**What needs to be done:** Pick up the transcript on airline maintenance and the regulator right after its last line, and keep the exchange going.

**Selected passage:**
Mr Norris —Exactly. While the ALAEA are probably seen to complain a lot about this—I suppose because we do enthusiastically—the continual preaching about it tends to fall on deaf ears. The actual public interest involved here is massive. We are talking about significant high-technology—

Senator O’BRIEN —We have a very short space of time, so I want to talk about the role of the regulator, because that is what this is about. You have the commercial interests of the airline. Qantas and Virgin are two Australian based airlines, both of which will soon be operating internationally—I suppose Pacific Blue is now. What do you say should be the role of the Australian regulator in terms of Australian based companies operating aircraft domestically and internationally? What should the regulator be doing about the maintenance?

Mr Norris —On overseas aircraft operating domestically and internationally?

Senator O’BRIEN —Yes.

Mr Norris —Other countries, such as the United States, require the maintenance to be performed in the United States. For instance, Qantas has had to set up a maintenance base in Los Angeles to inspect and service its aircraft in Los Angeles. The majority of the labour there is overseen by a small number of Qantas people but 99 per cent of the labour is American based and employed. That creates jobs in the United States and leaves the skill base in the States. If airlines in America were to be granted access to our routes in Australia, they should be required to have a system of maintenance under the act here and they should be required to perform some of that maintenance in Australia. For instance, most aircraft coming from overseas spend eight to 12 hours on the ground here. That is time that can be utilised. But instead of flying engineers from overseas in and out again, which does not do anything for Australia, if there were requirements within the regulations that an aircraft arriving in Australia had to have inspections in Australia to meet Australian standards or whatever then effectively that would create the base within the overseas airlines and a wider base for labour across the board, which would preserve the skill base.

Senator HEFFERNAN —So this is a situation of being between a rock and a hard place. We have not got enough people for the present arrangement; we certainly would not have enough people if we had to do that. There is a bloke shaking his head at the back there. You say that a lot of the work is going overseas because we have not got the skill set here, the people to do it. If we had those engineering requirements for that 12-hour stay here, we would need another set of licensed engineers, would we? I still cannot work out who the villain is.

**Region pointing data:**
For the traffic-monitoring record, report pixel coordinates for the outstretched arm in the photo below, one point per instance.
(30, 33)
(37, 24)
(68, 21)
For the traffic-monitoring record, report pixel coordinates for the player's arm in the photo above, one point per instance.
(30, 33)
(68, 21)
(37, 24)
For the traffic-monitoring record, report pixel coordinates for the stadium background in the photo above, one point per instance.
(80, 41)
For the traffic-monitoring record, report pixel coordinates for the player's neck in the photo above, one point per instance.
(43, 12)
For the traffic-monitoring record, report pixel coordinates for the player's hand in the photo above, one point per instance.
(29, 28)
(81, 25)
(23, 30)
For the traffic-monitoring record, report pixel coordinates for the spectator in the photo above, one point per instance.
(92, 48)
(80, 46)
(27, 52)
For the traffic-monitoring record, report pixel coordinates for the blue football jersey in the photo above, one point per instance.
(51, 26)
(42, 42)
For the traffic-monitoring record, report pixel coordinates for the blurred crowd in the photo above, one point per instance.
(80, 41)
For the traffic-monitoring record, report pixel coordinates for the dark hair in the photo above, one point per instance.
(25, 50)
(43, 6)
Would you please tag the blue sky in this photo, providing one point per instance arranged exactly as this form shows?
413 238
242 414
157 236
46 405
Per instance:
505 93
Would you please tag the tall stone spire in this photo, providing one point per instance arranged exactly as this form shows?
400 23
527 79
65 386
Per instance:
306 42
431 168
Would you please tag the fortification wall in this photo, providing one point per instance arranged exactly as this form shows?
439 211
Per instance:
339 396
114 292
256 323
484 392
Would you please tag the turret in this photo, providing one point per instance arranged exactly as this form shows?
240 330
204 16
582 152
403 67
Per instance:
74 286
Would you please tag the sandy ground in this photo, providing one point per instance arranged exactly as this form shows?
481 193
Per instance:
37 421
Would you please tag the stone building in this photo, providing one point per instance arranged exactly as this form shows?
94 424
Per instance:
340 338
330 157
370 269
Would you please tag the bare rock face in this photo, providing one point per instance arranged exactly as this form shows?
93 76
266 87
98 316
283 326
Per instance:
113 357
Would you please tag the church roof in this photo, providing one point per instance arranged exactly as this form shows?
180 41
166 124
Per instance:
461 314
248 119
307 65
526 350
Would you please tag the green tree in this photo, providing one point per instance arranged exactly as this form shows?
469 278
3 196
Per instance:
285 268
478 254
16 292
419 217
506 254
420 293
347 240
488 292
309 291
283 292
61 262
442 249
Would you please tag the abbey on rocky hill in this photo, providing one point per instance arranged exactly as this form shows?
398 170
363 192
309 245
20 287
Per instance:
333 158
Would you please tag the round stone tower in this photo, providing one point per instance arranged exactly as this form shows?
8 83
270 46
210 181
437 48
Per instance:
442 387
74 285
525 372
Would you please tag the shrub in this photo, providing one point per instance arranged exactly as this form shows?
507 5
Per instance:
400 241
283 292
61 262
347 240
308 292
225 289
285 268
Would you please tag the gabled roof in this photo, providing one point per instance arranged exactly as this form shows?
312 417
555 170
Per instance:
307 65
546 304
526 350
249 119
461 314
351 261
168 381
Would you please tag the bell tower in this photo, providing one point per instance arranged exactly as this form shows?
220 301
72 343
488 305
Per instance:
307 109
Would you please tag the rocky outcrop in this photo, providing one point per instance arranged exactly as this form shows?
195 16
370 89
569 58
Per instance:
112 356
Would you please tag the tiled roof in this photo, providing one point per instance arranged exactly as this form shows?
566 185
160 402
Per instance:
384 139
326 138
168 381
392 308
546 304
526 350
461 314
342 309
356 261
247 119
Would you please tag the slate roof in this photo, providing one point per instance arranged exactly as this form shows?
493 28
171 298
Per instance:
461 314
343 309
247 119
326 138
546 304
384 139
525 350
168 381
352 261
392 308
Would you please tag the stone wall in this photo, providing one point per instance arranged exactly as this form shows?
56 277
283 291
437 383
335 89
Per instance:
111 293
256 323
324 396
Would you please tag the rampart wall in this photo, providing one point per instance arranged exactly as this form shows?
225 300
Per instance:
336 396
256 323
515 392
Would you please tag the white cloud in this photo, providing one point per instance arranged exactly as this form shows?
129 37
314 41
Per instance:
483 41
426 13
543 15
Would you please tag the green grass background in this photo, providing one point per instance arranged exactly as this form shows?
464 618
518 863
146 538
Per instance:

**Reply to the task:**
Mr Norris —The villain effectively is chasing lower costs. It is cheaper to do maintenance overseas.

Senator HEFFERNAN —But earlier you said that that was not the driver; it was really that there was not—

Mr Re —I think there are two parts to it. One is that one of the key reasons there is now a desperate shortage of qualified licensed engineers in Australia is that a large amount of them were actually made redundant from the industry about two years ago, and those people do not want to re-enter the industry.

Senator HEFFERNAN —They don’t?

Mr Re —No. So when you say there is a shortage, there is a shortage of people with qualifications who wish to be part of the industry. However, if, as Gary said, it were airlines on a servicing basis, I believe there would be a sufficient pool to man airports and lure people back in.

Senator HEFFERNAN —But we have a shortage of doctors and we generally do not send the patients overseas; we bring the doctors in.

Senator O’BRIEN —It is a bit harder. Actually, we do send some.

CHAIR —I remind the committee that we are on a very tight time schedule today. Thank you, Mr Re and Mr Norris. I do thank you for your assistance to the committee.

Mr Re —I would just like to mention that we prepared a submission for today that involved a lot of consultation problems that we have had with CASA. I would like to table that for the committee to read, please.

CHAIR —Yes; thank you. The secretariat staff will get that from you.